## ARTICLE
Vice-présidente de la Ligue pour les droits de l'Homme (LDH), Dominique Noguères affirme recueillir de nombreux témoignages similaires à celui du jeune Anyss Arbib. Interview.

France 24 - Le témoignage d’Anyss Arbib, publié sur son compte Facebook et dans le journal Libération de ce mardi, se rapproche-t-il de ceux que vous recueillez quotidiennement auprès de la Ligue des droits de l’Homme (LDH) ?

Dominique Noguères - Plus nous disposerons de ce genre de témoignages, mieux ce sera. Ces violences et ces insultes sont tellement courantes qu’il devient nécessaire de s’en préoccuper. La plupart des victimes pensent que cela ne sert à rien d’en parler. C’est intéressant que cet étudiant ait parlé et qu’il ait été écouté.
Tous les jours, nous recueillons des témoignages d’insultes à caractère raciste, de contrôles au faciès qui se basent sur l’attitude et la tenue vestimentaire. On ne peut pas continuer à banaliser ces faits. Cela crée un sentiment d’impunité et de fatalité.

Comment accompagnez-vous les personnes qui souhaitent porter plainte ?

## CONSIGNE 1
Recopiez intégralement les lignes de données comprises entre celle qui contient « Task: Where can the heather » et celle qui contient « Target: hazy distant slope », bornes incluses, en augmentant de 55 chaque coordonnée de pixel donnée en réponse. Les coordonnées servant de modèle de format restent inchangées.
L'article et les lignes de données n'ont aucun lien entre eux.

## DONNÉES FOURNIES

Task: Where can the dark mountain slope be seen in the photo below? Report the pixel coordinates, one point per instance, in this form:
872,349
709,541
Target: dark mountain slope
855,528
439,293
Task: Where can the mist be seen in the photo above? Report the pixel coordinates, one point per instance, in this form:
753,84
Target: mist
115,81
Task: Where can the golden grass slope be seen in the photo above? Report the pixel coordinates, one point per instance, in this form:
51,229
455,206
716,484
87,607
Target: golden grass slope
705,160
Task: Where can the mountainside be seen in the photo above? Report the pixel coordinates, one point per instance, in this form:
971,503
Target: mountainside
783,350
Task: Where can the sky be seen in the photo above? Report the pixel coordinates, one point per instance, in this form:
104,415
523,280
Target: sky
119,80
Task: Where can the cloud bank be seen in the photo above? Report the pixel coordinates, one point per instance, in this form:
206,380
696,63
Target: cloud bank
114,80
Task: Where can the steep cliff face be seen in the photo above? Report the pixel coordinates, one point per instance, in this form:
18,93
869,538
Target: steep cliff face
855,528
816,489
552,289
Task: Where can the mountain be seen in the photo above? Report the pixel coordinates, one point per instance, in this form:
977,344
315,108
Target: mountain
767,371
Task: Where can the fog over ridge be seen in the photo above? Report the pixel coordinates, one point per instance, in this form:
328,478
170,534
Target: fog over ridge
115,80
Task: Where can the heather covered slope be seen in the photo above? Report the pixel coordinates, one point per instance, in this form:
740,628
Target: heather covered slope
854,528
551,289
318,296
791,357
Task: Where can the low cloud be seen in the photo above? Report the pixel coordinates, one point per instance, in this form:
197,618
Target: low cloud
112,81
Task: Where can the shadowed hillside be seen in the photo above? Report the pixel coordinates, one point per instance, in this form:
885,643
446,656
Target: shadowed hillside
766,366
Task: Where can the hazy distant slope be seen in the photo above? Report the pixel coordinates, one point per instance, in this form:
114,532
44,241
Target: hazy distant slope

==

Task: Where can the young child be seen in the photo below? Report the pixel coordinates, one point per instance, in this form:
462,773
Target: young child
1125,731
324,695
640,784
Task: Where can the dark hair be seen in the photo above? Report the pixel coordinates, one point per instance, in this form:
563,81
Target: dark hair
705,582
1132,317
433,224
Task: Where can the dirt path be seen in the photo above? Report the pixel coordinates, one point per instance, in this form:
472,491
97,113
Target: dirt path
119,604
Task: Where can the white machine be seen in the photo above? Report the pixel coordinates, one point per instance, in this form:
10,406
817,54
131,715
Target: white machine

## CONSIGNE 2
Condensez en liste à puces le paragraphe de l'article qui commence par « Tous les jours, nous recueillons ».

## RÉPONSE 1
Task: Where can the heather covered slope be seen in the photo above? Report the pixel coordinates, one point per instance, in this form:
740,628
Target: heather covered slope
909,583
606,344
373,351
846,412
Task: Where can the low cloud be seen in the photo above? Report the pixel coordinates, one point per instance, in this form:
197,618
Target: low cloud
167,136
Task: Where can the shadowed hillside be seen in the photo above? Report the pixel coordinates, one point per instance, in this form:
885,643
446,656
Target: shadowed hillside
821,421
Task: Where can the hazy distant slope be seen in the photo above? Report the pixel coordinates, one point per instance, in this form:
114,532
44,241
Target: hazy distant slope

## RÉPONSE 2
- Des insultes racistes et des contrôles au faciès, fondés sur l'attitude et la tenue vestimentaire, sont signalés chaque jour.
- Ces faits ne doivent plus être banalisés.
- Leur banalisation engendre un sentiment d'impunité et de fatalité.